▶ _Selected passage_:
++++++++++

Friday Performance Pick – 74

Prima, Sing, Sing, Sing (With a Swing)

louis-prima
Louis Prima

The King of Swing, Louis Prima (1910-1978), was a singer, trumpet player, and band leader. He first recorded Sing, Sing, Sing in 1936. It was the Benny Goodman Band, however, that made it a hit.

Many people refuse to accept the end of the Big Band era, but shortly after World War II ended, this virtuosic and energetic style of music was supplanted by bebop and also by more focus on celebrity vocalists with names like Frank Sinatra leading the way. Big bands featured vocalists, but it was the band leaders and the distinctive sound of the bands’ arrangements that drove the public’s interest. During the war, the musicians union imposed a recording ban in their attempt to force the record companies to pay the musicians each time a recording was played on the radio. This put a damper on the distribution of recordings. After the war, the public mood had changed and was in search of new expression. Still, the appeal of big band music endures, as one would expect of any good art.

++++++++++

▶ _Given entries_:
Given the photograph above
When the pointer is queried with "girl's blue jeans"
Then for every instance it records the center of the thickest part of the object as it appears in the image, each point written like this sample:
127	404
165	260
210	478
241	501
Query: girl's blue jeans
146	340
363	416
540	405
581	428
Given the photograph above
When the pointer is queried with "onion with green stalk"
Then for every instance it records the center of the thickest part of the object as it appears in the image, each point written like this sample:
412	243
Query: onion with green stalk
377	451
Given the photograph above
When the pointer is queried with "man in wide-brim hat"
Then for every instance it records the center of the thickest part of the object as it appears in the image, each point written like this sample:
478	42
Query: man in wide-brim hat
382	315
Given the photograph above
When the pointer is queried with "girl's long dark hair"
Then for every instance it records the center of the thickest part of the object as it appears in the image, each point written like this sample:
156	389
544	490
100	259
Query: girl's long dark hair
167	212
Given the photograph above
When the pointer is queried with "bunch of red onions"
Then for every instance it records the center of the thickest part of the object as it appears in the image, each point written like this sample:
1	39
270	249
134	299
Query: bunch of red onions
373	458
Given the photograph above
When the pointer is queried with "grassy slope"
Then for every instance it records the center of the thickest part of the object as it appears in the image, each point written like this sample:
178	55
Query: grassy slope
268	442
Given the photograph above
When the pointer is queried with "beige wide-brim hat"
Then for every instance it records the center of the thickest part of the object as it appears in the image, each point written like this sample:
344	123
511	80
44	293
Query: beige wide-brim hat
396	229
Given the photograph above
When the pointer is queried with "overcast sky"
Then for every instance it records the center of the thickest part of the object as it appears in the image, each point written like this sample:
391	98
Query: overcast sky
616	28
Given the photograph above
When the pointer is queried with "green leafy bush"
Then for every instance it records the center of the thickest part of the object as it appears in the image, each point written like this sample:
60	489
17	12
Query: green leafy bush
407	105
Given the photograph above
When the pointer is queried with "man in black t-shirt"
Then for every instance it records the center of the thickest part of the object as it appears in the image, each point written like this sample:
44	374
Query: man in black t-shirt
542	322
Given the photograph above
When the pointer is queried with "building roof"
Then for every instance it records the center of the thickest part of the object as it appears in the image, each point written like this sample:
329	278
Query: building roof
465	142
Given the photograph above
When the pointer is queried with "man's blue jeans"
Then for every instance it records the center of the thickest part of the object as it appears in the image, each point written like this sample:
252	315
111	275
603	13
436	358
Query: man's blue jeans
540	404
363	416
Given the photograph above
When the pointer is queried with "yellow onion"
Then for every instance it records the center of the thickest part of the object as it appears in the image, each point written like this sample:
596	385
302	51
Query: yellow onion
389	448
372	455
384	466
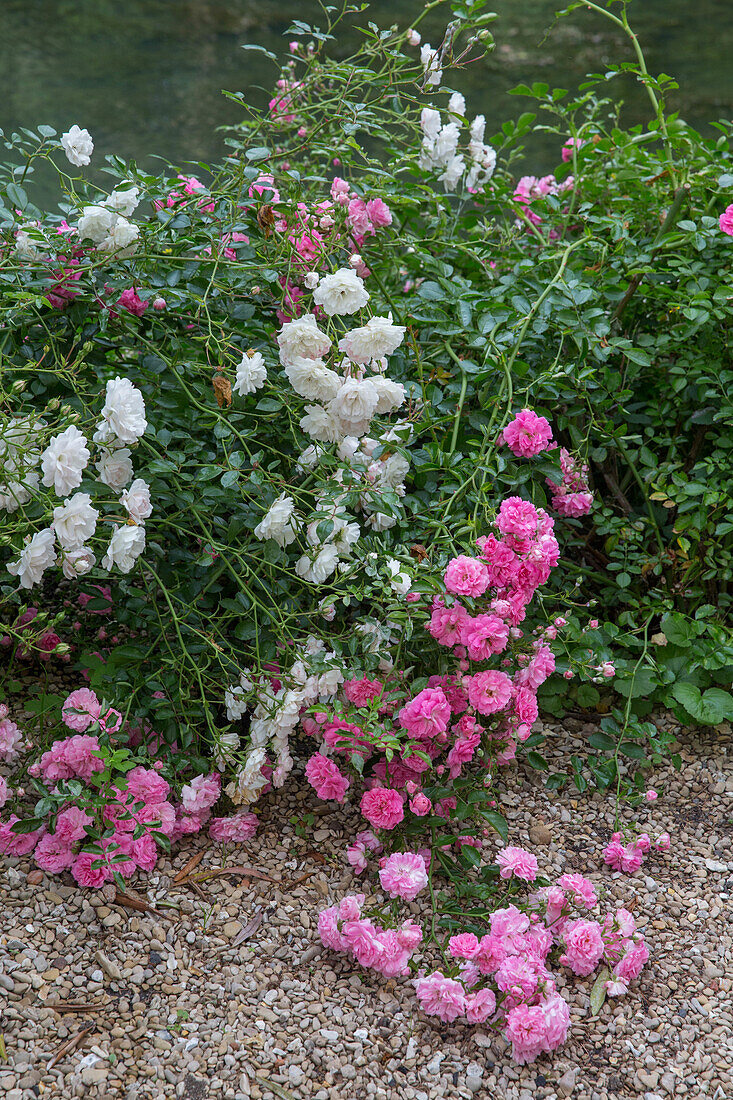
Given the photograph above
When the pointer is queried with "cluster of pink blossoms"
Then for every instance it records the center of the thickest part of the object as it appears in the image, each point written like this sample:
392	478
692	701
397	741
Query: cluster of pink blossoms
140	798
572	496
630	857
386	950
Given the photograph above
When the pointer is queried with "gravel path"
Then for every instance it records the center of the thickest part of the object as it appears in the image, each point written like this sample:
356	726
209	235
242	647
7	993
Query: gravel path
229	994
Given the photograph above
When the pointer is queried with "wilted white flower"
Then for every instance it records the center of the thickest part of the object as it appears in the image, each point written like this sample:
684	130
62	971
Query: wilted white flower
312	378
400	581
354	405
77	562
122	238
251	373
95	223
280	523
379	337
302	337
123	415
340	293
391	394
457	103
452	174
320	568
124	547
430	61
35	558
64	460
137	501
123	201
78	146
321	425
75	520
393	471
115	468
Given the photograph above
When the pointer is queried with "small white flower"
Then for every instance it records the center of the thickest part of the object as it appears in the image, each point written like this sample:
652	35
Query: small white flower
341	293
302	337
75	520
321	425
354	405
115	468
95	223
251	373
320	568
124	547
123	415
137	501
280	523
373	340
123	201
78	146
122	238
400	581
430	61
35	558
77	562
64	460
312	378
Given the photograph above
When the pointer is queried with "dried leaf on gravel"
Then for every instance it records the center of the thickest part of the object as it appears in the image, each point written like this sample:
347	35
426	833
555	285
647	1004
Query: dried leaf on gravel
190	866
70	1045
247	872
250	927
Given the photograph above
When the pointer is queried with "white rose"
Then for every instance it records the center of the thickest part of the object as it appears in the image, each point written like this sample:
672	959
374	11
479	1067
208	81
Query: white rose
457	103
319	569
115	468
251	373
302	337
279	524
123	413
95	223
122	238
312	378
354	405
430	62
135	501
340	293
64	460
321	425
400	581
123	201
393	471
75	520
35	558
373	340
78	146
25	246
391	394
77	562
124	547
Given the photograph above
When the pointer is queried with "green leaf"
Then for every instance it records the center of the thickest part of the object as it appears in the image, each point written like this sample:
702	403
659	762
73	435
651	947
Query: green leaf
598	992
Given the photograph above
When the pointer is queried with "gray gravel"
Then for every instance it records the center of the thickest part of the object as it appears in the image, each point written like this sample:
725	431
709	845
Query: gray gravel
173	1004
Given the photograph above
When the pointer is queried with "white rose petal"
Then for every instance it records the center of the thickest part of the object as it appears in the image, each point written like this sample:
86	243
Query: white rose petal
78	146
341	293
75	520
64	460
35	558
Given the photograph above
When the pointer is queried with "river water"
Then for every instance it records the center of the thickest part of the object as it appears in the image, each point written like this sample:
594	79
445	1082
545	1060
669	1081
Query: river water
145	75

++++++++++

▶ _Written exercise_: Summarize the Louis Prima piece above in two sentences.

▶ _Result for this task_: Louis Prima (1910-1978), a singer, trumpet player, and band leader, first recorded Sing, Sing, Sing in 1936, but the Benny Goodman Band made it a hit. Shortly after World War II, big band music was supplanted by bebop and a greater focus on celebrity vocalists like Frank Sinatra, after a wartime musicians union recording ban had dampened the distribution of recordings and the postwar public mood had changed, yet the music's appeal endures.